WHAT TO PRODUCE: Go through the data below and gather each line containing "water".

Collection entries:

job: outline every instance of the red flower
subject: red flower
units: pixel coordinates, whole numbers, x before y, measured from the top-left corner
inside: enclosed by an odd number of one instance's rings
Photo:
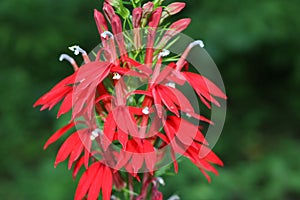
[[[167,147],[170,147],[176,172],[177,155],[193,162],[208,181],[207,172],[217,174],[213,165],[223,165],[209,149],[202,127],[183,116],[209,124],[213,122],[197,113],[177,85],[191,85],[209,108],[211,103],[220,106],[219,99],[227,97],[212,81],[188,71],[187,55],[196,45],[203,47],[202,41],[190,44],[177,62],[166,64],[164,57],[170,52],[164,48],[188,27],[191,20],[180,19],[158,34],[163,20],[185,7],[185,3],[178,2],[160,7],[161,2],[136,7],[140,4],[137,1],[132,17],[128,17],[122,1],[106,0],[104,15],[94,10],[102,41],[100,49],[93,52],[95,58],[91,60],[79,46],[70,47],[75,55],[82,55],[83,65],[78,67],[71,57],[63,54],[60,60],[67,59],[75,72],[34,104],[41,105],[44,110],[52,109],[62,101],[58,117],[72,111],[70,122],[49,138],[44,149],[73,131],[59,148],[54,165],[68,159],[68,168],[73,167],[74,178],[85,166],[76,200],[96,200],[101,191],[103,199],[109,200],[113,185],[117,189],[125,187],[124,177],[128,178],[131,192],[136,189],[132,185],[133,177],[141,182],[142,189],[136,200],[147,198],[149,185],[152,185],[151,199],[163,199],[154,176],[159,164],[167,157]],[[123,27],[134,28],[132,38],[123,34]],[[141,30],[144,27],[146,31]],[[145,44],[143,38],[147,39]],[[128,46],[135,49],[128,51]],[[133,77],[145,86],[132,88],[129,83]],[[128,173],[124,175],[121,169]],[[138,176],[138,173],[143,175]],[[130,195],[134,199],[133,194]]]

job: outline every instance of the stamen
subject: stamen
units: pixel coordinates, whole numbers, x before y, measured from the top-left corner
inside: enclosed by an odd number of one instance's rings
[[[183,52],[182,56],[180,57],[180,59],[177,61],[176,65],[176,70],[180,71],[183,67],[183,64],[188,56],[188,54],[190,53],[190,51],[192,50],[192,48],[194,48],[195,46],[200,46],[201,48],[204,47],[204,43],[202,40],[196,40],[194,42],[192,42],[191,44],[189,44],[188,48]]]
[[[59,56],[59,61],[63,61],[63,60],[67,60],[69,63],[75,63],[75,60],[67,54],[61,54]]]
[[[150,114],[149,107],[145,107],[145,108],[142,110],[142,113],[145,114],[145,115],[149,115],[149,114]]]
[[[69,49],[73,51],[76,56],[79,55],[79,53],[81,53],[82,55],[87,55],[86,51],[80,48],[80,46],[78,45],[71,46],[69,47]]]
[[[170,51],[167,49],[163,49],[159,54],[158,54],[158,58],[162,58],[162,57],[166,57],[170,54]]]
[[[166,83],[166,86],[169,86],[171,88],[176,88],[176,85],[174,82],[168,82],[168,83]]]
[[[178,195],[173,195],[170,198],[168,198],[168,200],[180,200],[180,197]]]
[[[110,31],[104,31],[103,33],[101,33],[101,37],[106,39],[106,37],[109,37],[110,39],[114,38],[114,35],[110,32]]]
[[[117,72],[114,72],[112,79],[113,80],[120,80],[121,79],[121,75],[119,73],[117,73]]]
[[[202,40],[196,40],[195,42],[192,42],[192,43],[190,44],[190,47],[193,48],[193,47],[195,47],[195,46],[197,46],[197,45],[199,45],[201,48],[204,47],[204,43],[203,43]]]
[[[165,185],[165,181],[164,181],[164,179],[162,178],[162,177],[157,177],[156,178],[156,181],[159,183],[159,184],[161,184],[161,185]]]
[[[63,60],[67,60],[69,63],[71,63],[71,65],[73,66],[74,71],[78,70],[78,65],[76,64],[75,60],[71,56],[69,56],[67,54],[61,54],[59,56],[59,61],[63,61]]]
[[[192,115],[189,114],[189,113],[186,113],[185,115],[186,115],[188,118],[192,117]]]
[[[92,131],[90,139],[95,140],[99,135],[102,135],[102,134],[103,134],[102,131],[99,128],[97,128],[97,129]]]

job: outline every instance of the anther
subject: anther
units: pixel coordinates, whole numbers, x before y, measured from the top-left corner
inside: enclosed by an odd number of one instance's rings
[[[167,49],[163,49],[159,54],[158,54],[158,58],[162,58],[162,57],[166,57],[170,54],[170,51]]]
[[[113,77],[112,77],[113,80],[120,80],[121,79],[121,75],[117,72],[113,73]]]
[[[82,55],[87,55],[86,51],[83,50],[83,49],[82,49],[80,46],[78,46],[78,45],[71,46],[71,47],[69,47],[69,49],[70,49],[71,51],[73,51],[75,55],[79,55],[80,53],[81,53]]]
[[[145,115],[149,115],[149,113],[150,113],[149,107],[145,107],[145,108],[142,110],[142,113],[145,114]]]
[[[102,38],[106,39],[107,36],[111,39],[114,38],[114,35],[110,31],[104,31],[103,33],[101,33]]]
[[[196,40],[196,41],[194,41],[194,42],[192,42],[192,43],[190,44],[190,47],[193,48],[193,47],[198,46],[198,45],[199,45],[201,48],[203,48],[203,47],[204,47],[203,41],[202,41],[202,40]]]

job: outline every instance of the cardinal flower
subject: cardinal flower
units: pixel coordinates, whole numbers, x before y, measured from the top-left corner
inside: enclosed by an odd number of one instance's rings
[[[91,54],[78,45],[69,47],[83,64],[62,54],[59,60],[71,63],[74,73],[34,104],[51,110],[61,103],[57,117],[71,112],[44,149],[65,138],[54,166],[67,160],[74,179],[83,170],[75,200],[109,200],[123,192],[121,198],[130,200],[161,200],[159,185],[164,183],[157,171],[170,161],[177,173],[178,156],[189,159],[208,181],[208,172],[217,175],[215,166],[223,166],[204,136],[204,126],[214,123],[180,87],[190,85],[210,109],[227,96],[208,78],[189,71],[187,57],[196,46],[204,47],[202,41],[192,42],[181,56],[168,50],[191,20],[165,23],[186,4],[162,3],[106,0],[103,13],[94,10],[101,45]]]

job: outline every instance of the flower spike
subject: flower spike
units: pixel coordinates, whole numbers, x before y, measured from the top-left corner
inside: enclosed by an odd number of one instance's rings
[[[59,61],[63,61],[63,60],[66,60],[69,63],[71,63],[71,65],[73,66],[74,71],[78,70],[78,65],[76,64],[75,60],[71,56],[69,56],[67,54],[61,54],[59,56]]]

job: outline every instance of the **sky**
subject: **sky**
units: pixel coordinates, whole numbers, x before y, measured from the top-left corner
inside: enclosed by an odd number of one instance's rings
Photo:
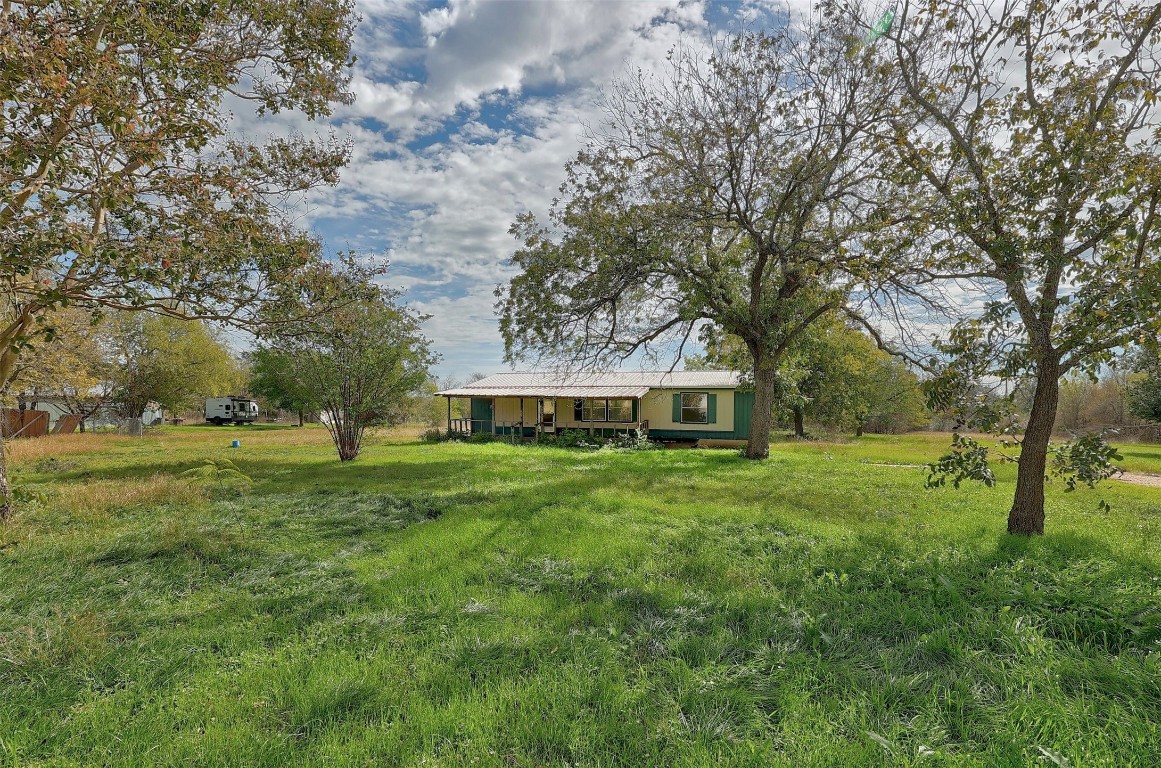
[[[355,102],[323,125],[350,139],[337,187],[300,223],[331,252],[387,258],[385,282],[431,315],[434,373],[507,370],[494,291],[516,216],[543,217],[600,122],[599,96],[675,44],[784,23],[775,0],[359,0]]]

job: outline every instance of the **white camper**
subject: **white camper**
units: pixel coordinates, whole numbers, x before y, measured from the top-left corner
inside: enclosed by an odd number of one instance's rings
[[[207,397],[206,421],[241,426],[258,418],[258,403],[244,397]]]

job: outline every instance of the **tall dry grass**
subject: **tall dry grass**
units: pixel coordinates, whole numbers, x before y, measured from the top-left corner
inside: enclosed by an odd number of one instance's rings
[[[13,464],[24,464],[54,456],[68,456],[77,453],[97,453],[119,445],[132,445],[137,438],[107,432],[86,432],[71,435],[47,435],[27,439],[5,440],[4,448],[8,460]]]
[[[206,498],[204,487],[185,478],[163,474],[146,478],[61,483],[53,491],[54,507],[89,521],[107,517],[113,510],[125,507],[187,505]]]

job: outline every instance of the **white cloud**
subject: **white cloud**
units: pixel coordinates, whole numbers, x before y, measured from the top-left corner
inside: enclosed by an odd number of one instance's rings
[[[492,292],[509,276],[509,225],[546,213],[600,120],[602,87],[629,66],[661,69],[679,40],[708,41],[705,2],[360,0],[358,11],[356,102],[331,121],[352,162],[303,220],[332,249],[390,257],[386,282],[432,315],[441,373],[497,368]],[[255,137],[318,128],[240,116]]]

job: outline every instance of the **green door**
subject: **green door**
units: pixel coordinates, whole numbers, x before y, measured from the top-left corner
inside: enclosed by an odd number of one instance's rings
[[[492,431],[492,403],[490,397],[472,398],[472,434]]]

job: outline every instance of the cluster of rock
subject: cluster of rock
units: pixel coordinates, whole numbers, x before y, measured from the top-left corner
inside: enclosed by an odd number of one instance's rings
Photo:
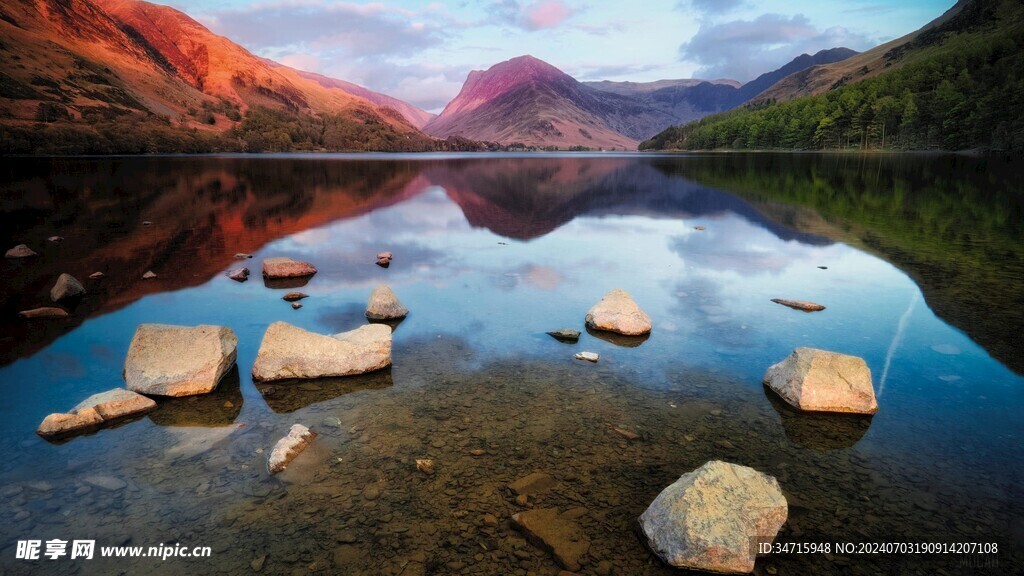
[[[352,376],[391,365],[391,328],[368,324],[323,335],[274,322],[260,343],[252,377],[259,382]]]
[[[316,274],[316,266],[291,258],[266,258],[263,260],[263,277],[269,280],[282,278],[303,278]]]
[[[288,435],[274,444],[267,458],[267,471],[277,474],[288,467],[288,464],[302,453],[313,440],[316,439],[316,432],[306,428],[302,424],[293,424],[288,430]]]
[[[871,370],[863,358],[797,348],[768,368],[764,384],[793,407],[808,412],[878,412]]]
[[[62,438],[155,409],[156,402],[152,399],[131,390],[115,388],[89,396],[67,413],[50,414],[36,432],[43,438]]]
[[[393,258],[394,255],[391,252],[378,252],[377,266],[380,266],[381,268],[387,268],[388,266],[391,266],[391,260]]]

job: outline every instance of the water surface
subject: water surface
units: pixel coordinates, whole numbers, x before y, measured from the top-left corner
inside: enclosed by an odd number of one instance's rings
[[[5,161],[0,238],[0,565],[11,573],[556,574],[507,524],[583,506],[584,573],[669,573],[633,532],[657,493],[709,459],[776,476],[784,542],[997,542],[988,557],[780,555],[759,572],[1012,571],[1020,518],[1024,216],[1013,166],[948,156],[383,155]],[[143,222],[151,222],[144,225]],[[51,244],[46,238],[65,238]],[[374,264],[380,250],[391,267]],[[223,272],[241,262],[246,283]],[[264,257],[320,272],[292,310]],[[141,280],[153,270],[158,278]],[[61,272],[86,297],[60,321]],[[365,323],[387,283],[411,310],[394,366],[256,385],[266,327]],[[649,338],[584,332],[627,290]],[[805,314],[771,298],[813,300]],[[123,385],[143,322],[231,327],[238,370],[208,396],[69,442],[47,414]],[[796,346],[862,356],[873,418],[797,414],[761,385]],[[598,364],[573,359],[601,354]],[[294,423],[320,437],[284,473]],[[640,434],[628,441],[614,429]],[[482,455],[471,451],[483,450]],[[416,470],[417,458],[437,472]],[[104,489],[90,479],[114,478]],[[498,524],[485,521],[493,515]],[[488,518],[489,519],[489,518]],[[15,560],[24,539],[180,542],[203,560]]]

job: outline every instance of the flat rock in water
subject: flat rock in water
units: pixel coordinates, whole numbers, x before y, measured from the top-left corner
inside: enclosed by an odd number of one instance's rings
[[[559,342],[576,342],[577,340],[580,339],[579,330],[570,330],[568,328],[562,328],[561,330],[552,330],[550,332],[546,332],[546,334],[548,336],[551,336],[555,340],[558,340]]]
[[[238,260],[245,260],[246,258],[252,258],[252,254],[249,254],[248,252],[239,252],[235,254],[235,258]]]
[[[550,474],[544,472],[534,472],[527,476],[512,482],[508,485],[510,489],[516,494],[521,496],[529,496],[531,494],[540,494],[541,492],[547,492],[555,487],[558,482],[551,477]]]
[[[580,558],[590,551],[590,540],[571,514],[552,508],[519,512],[512,516],[516,529],[551,553],[563,568],[579,570]]]
[[[104,274],[103,272],[93,272],[92,274],[89,274],[89,278],[92,278],[93,280],[99,280],[104,276],[106,276],[106,274]]]
[[[60,244],[61,242],[64,241],[64,237],[63,236],[50,236],[49,238],[47,238],[47,240],[50,241],[50,242],[53,242],[54,244]]]
[[[100,488],[102,490],[107,490],[109,492],[123,490],[126,486],[128,486],[127,482],[121,480],[120,478],[114,478],[113,476],[86,476],[85,478],[82,478],[82,482],[85,482],[86,484],[94,488]]]
[[[18,312],[18,316],[22,318],[66,318],[67,315],[67,311],[63,308],[56,308],[54,306],[44,306]]]
[[[50,414],[36,433],[44,438],[68,436],[155,409],[156,402],[152,399],[115,388],[89,396],[66,414]]]
[[[30,258],[32,256],[39,256],[39,254],[24,244],[18,244],[4,254],[4,258]]]
[[[292,310],[298,310],[299,308],[302,308],[302,304],[298,302],[292,302]]]
[[[605,330],[641,336],[651,331],[651,318],[636,305],[625,290],[616,288],[605,294],[601,301],[587,312],[587,326],[594,330]]]
[[[391,287],[381,284],[370,293],[366,303],[366,317],[370,320],[397,320],[409,315],[409,310],[402,305]]]
[[[298,302],[303,298],[309,298],[309,294],[306,294],[304,292],[289,292],[284,296],[281,296],[282,300],[287,300],[288,302]]]
[[[579,352],[576,354],[577,360],[586,360],[587,362],[597,362],[601,359],[601,355],[597,352]]]
[[[277,474],[284,470],[315,438],[316,432],[302,424],[293,424],[288,435],[274,445],[274,449],[270,452],[270,458],[267,459],[267,469],[271,474]]]
[[[316,274],[316,267],[309,262],[291,258],[267,258],[263,260],[264,278],[301,278]]]
[[[152,280],[153,278],[156,278],[156,273],[152,270],[147,270],[146,273],[142,275],[143,280]]]
[[[640,529],[671,566],[749,573],[757,544],[772,542],[788,513],[775,478],[712,460],[662,490],[640,515]]]
[[[863,358],[797,348],[764,375],[764,384],[800,410],[874,414],[871,371]]]
[[[776,304],[782,304],[783,306],[789,306],[795,310],[803,310],[804,312],[818,312],[824,310],[825,307],[821,304],[815,304],[814,302],[808,302],[806,300],[786,300],[785,298],[772,298],[772,302]]]
[[[85,294],[85,287],[71,274],[61,274],[57,282],[50,288],[50,300],[60,302],[68,298],[76,298]]]
[[[231,369],[238,338],[224,326],[140,324],[128,347],[129,390],[158,396],[212,392]]]
[[[232,268],[231,270],[227,271],[227,276],[228,278],[231,278],[235,282],[245,282],[246,280],[249,279],[249,269],[245,267]]]
[[[416,469],[424,474],[430,475],[434,473],[434,461],[429,458],[417,458]]]
[[[274,322],[260,344],[252,376],[258,381],[351,376],[391,365],[391,328],[369,324],[333,336]]]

ANSWER FOR THE TASK:
job: outline every instance of the water surface
subject: water surface
job: outline every instance of the flat rock in water
subject: flat rock in water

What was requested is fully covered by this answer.